On peut donc dire que vous êtes une grand-mère comblée ?

• Oui, je suis heureuse de les voir s’intéresser à la musique parce que cela me chagrinait de voir que je n’ai pas de relève. Mais en voyant mes deux petites-filles, je remercie vraiment Dieu.

Économiquement parlant, qu’est-ce que la musique vous a apporté ?

• Spirituellement cela m’a fait du bien et je suis épanouie ; mais sur le plan matériel et financier, je ne peux pas en dire autant. Dans notre milieu, les prestations sont pour la plupart gratuites et les cassettes produites connaissent une distribution difficile. Toutefois, j’ai pu acheter quelques instruments de musique qui nous servent pendant les répétitions.

Voulez-vous dire que la musique chrétienne ne nourrit pas son homme ?

**Travail demandé**
1. Réécrivez le passage de l'entretien sur la musique allant de « On peut donc » jusqu'à « remercie vraiment Dieu. » inclus, en changeant « petites-filles » en « nièces ».
2. Poursuivez l'entretien sur la musique chrétienne à partir de l'endroit où il s'arrête.

[Enregistrements sources]

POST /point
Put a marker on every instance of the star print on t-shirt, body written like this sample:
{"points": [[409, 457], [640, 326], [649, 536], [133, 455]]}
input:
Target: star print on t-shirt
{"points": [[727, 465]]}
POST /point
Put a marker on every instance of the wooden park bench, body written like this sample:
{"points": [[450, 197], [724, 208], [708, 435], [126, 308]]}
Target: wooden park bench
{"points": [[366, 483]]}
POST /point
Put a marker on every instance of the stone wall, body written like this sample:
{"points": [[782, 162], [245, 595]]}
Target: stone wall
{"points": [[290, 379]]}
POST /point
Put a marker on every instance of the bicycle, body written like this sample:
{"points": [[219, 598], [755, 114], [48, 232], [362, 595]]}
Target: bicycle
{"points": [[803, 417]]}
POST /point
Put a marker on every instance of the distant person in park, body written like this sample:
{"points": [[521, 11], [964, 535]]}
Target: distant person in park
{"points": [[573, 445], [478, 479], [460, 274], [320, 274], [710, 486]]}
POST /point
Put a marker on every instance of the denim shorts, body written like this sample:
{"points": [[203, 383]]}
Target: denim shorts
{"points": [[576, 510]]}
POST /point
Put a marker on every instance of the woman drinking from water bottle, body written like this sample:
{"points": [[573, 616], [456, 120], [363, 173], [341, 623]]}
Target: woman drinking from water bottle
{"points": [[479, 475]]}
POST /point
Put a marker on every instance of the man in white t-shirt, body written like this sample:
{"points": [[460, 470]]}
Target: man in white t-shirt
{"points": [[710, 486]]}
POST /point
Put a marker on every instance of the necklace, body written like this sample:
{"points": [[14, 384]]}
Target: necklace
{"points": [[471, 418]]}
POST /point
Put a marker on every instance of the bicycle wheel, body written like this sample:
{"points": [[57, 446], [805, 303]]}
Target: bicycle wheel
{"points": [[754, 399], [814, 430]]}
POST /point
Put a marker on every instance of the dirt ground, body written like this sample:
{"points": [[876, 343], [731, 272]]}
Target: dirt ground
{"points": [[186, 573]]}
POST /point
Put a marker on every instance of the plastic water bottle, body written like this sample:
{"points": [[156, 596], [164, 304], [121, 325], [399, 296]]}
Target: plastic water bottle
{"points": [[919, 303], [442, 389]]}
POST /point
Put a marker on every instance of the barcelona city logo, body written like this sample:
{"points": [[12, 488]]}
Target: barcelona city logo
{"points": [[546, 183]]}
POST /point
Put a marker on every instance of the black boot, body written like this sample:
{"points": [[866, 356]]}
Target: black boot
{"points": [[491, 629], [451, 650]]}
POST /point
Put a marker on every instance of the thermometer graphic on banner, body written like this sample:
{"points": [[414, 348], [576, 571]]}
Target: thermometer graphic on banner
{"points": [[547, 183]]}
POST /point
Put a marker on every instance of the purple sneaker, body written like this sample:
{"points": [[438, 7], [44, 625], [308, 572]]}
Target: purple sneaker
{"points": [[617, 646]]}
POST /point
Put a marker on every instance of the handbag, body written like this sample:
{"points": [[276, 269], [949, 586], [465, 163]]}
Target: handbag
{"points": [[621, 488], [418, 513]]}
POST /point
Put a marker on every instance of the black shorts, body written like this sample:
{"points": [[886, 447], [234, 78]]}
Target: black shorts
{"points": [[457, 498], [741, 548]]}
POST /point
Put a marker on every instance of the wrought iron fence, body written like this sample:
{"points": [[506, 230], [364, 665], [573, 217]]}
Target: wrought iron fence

**Exercices corrigés**
1.
On peut donc dire que vous êtes une grand-mère comblée ?

• Oui, je suis heureuse de les voir s’intéresser à la musique parce que cela me chagrinait de voir que je n’ai pas de relève. Mais en voyant mes deux nièces, je remercie vraiment Dieu.

2.
• Si ce n’est pas maintenant, même la musique dite mondaine ne nourrissait pas son homme. Exceptés quelques-uns qui émergent, c’est la "galère" pour la plupart. Il n’y a que les droits d’auteur et les droits voisins au BBDA qui aident un peu. Certains artistes font beaucoup de concerts, mais avec tous ceux qui tournent autour d’eux, je me demande s’ils s’en sortent vraiment.

A l’échelle nationale et internationale, vos chansons sont bien appréciées ; quel est le secret de votre réussite ?

• (Rires). C’est bien entendu Dieu qui m’a donné le courage et les chants. J’ai fait la requête à Dieu de mettre les chants dans mon cœur et il a exaucé mon vœu. Il y a des événements malheureux et heureux qui m’inspirent des chants, sans oublier les thèmes bibliques développés par les Pasteurs ou mon vécu par la prière aussi, je reçois des chants. C’est ce qui fait que certains les trouvent touchants. Je dis souvent aux jeunes de vivre leurs chants, de chanter avec leur cœur et non avec leur bouche. Quand c’est le cœur qui chante, celui qui écoute reçoit quelque chose qui fortifie.

Avec votre expérience, qu’avez-vous pu faire pour la jeune génération ?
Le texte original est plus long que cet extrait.